- Exercise instructions -
Among the records below, how many lines contain the word "leaf"? The answer is a single number.

(Point localization data)
*** Block opens ***

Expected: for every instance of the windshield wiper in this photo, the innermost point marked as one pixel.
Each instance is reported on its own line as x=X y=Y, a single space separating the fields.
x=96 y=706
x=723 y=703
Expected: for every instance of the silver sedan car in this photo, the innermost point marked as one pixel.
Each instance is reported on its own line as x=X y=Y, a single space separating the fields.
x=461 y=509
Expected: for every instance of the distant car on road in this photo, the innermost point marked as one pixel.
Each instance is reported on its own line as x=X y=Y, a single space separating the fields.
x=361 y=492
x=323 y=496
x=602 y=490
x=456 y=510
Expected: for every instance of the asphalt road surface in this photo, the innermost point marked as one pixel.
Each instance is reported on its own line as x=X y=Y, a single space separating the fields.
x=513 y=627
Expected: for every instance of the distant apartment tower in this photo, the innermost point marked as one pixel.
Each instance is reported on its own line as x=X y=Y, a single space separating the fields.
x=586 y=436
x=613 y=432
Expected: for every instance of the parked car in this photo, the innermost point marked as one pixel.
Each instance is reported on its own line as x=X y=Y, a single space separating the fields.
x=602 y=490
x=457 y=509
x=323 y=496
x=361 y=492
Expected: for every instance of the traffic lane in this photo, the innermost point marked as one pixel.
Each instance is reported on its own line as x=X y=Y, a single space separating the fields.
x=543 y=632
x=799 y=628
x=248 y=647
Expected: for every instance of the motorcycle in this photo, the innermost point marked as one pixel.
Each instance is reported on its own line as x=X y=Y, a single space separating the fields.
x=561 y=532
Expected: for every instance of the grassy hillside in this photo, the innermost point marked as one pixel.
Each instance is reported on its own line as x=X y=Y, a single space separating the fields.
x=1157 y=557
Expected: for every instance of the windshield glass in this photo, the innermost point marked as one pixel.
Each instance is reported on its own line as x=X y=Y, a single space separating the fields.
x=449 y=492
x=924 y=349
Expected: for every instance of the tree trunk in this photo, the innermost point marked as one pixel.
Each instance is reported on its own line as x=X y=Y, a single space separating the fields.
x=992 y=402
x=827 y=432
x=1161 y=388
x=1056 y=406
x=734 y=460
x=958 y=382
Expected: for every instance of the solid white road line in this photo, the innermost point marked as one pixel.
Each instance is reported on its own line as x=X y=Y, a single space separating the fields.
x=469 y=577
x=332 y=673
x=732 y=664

*** Block closes ***
*** Block opens ***

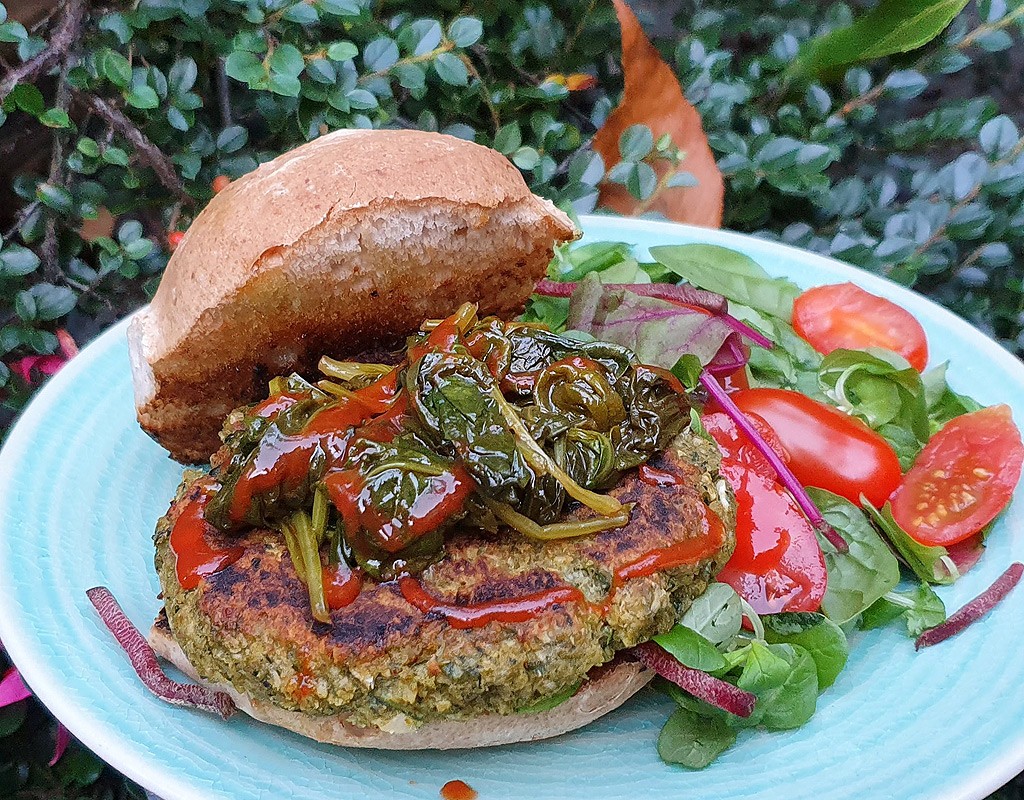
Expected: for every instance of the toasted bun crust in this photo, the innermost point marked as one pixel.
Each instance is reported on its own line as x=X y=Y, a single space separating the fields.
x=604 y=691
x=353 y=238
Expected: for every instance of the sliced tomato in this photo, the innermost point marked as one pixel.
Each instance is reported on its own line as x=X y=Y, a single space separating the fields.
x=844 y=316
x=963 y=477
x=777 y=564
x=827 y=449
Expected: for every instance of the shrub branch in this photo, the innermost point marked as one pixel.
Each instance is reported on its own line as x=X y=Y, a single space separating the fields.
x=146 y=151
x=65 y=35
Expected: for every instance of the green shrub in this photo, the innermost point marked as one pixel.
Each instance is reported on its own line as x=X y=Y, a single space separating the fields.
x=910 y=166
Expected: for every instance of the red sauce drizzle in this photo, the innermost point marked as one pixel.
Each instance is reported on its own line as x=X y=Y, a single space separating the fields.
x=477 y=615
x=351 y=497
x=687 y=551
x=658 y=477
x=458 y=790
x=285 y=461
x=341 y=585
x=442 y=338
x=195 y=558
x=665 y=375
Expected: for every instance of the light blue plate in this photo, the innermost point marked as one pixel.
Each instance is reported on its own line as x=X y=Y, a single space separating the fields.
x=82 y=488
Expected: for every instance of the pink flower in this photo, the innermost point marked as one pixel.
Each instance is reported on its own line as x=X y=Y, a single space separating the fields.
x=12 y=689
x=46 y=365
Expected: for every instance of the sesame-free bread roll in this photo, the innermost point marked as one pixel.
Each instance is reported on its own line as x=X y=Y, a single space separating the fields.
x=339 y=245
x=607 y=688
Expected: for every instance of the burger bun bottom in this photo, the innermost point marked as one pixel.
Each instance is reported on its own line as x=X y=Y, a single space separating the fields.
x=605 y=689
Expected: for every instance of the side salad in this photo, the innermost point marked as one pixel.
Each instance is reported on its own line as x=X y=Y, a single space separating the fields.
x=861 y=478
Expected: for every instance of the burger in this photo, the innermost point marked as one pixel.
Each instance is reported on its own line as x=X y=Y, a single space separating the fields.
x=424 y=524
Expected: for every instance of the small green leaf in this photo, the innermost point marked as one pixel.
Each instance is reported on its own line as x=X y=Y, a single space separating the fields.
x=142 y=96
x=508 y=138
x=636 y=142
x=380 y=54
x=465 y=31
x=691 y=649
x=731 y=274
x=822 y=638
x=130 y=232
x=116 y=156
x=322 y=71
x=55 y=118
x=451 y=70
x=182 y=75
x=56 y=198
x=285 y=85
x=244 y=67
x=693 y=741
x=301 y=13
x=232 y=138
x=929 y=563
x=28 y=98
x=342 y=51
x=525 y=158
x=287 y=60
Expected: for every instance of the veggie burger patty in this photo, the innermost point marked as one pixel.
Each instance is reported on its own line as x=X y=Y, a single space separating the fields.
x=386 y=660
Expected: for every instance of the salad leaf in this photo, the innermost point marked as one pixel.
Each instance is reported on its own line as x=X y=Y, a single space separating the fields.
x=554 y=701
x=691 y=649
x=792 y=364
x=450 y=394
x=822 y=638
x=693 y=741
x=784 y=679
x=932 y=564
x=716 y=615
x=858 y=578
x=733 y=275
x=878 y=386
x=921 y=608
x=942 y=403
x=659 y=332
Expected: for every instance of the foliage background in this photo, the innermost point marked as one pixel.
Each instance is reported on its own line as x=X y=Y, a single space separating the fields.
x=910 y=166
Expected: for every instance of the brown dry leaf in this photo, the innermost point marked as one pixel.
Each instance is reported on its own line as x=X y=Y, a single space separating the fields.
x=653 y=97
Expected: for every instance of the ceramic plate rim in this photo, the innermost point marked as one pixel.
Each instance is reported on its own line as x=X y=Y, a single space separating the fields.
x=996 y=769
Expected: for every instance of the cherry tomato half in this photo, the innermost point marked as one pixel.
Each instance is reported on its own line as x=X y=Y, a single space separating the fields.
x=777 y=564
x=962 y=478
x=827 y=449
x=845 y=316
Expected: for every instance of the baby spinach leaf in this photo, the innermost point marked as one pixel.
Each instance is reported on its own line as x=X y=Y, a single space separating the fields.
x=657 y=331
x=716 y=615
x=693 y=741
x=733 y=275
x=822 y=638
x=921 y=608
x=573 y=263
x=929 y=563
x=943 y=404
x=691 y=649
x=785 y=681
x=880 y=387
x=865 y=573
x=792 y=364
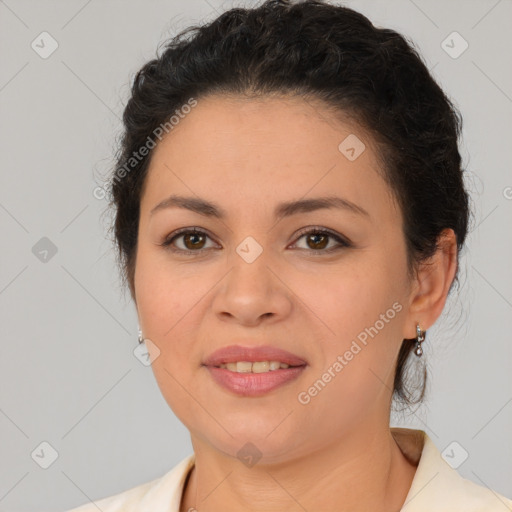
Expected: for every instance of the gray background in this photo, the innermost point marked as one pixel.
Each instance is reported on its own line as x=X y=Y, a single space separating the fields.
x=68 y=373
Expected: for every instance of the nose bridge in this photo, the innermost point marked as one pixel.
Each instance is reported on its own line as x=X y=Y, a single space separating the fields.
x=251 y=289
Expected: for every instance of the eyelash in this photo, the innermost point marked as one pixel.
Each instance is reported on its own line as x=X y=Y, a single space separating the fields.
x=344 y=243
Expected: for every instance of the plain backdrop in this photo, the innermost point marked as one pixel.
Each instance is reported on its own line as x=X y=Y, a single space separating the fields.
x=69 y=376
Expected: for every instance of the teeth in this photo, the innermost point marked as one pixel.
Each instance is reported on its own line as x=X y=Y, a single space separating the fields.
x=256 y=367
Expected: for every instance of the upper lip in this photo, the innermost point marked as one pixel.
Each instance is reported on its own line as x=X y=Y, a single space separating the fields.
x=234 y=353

*** Block closes ***

- Response box -
4